OBJETIVO DO EXERCÍCIO: Indique se cada afirmação abaixo está de acordo com o trecho sobre a CPI do Apagão Aéreo, respondendo sim ou não e citando literalmente as palavras do trecho que decidem a resposta. (a) O requerimento da CPI reuniu 211 assinaturas. (b) O presidente Lula se manifestou a favor da abertura da CPI. (c) O requerimento foi protocolado na Câmara por Vanderlei Macris e Otávio Leite.

O ministro Celso de Mello, do Supremo Tribunal Federal, pediu informações à Mesa Diretora da Câmara dos Deputados e ao presidente da Casa, Arlindo Chinaglia (PT-SP), antes de decidir se determina ou não a instalação da CPI do Apagão Aéreo.

De acordo com o ministro, é importante requisitar informações, principalmente porque Chinaglia “reconheceu atendidos os requisitos constitucionais necessários à criação da CPI em causa”. Depois da chegada das informações, Celso de Mello analisará se o direito das minorias legislativas foi ferido, como alegam os autores do pedido — deputados federais Antônio Carlos Pannunzio (PSDB-SP), Fernando Coruja (PPS-SC), Júlio Redecker (PSDB-RS) e Onyx Lorenzoni (PFL-RS).

Na Câmara dos Deputados, o requerimento da CPI foi protocolado pelos deputados tucanos Vanderlei Macris (SP) e Otávio Leite (RJ). Nele, constavam 211 assinaturas de parlamentares de quase todos os partidos, exceto do PT. O presidente Lula, inclusive, já se posicionou contra a abertura da CPI.

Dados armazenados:
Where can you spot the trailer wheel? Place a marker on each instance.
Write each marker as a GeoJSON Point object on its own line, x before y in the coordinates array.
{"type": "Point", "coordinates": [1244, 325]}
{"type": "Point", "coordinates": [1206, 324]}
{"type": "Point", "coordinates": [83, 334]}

RESPOSTA:
(a) Sim: “Nele, constavam 211 assinaturas de parlamentares de quase todos os partidos, exceto do PT.”
(b) Não: “O presidente Lula, inclusive, já se posicionou contra a abertura da CPI.”
(c) Sim: “o requerimento da CPI foi protocolado pelos deputados tucanos Vanderlei Macris (SP) e Otávio Leite (RJ).”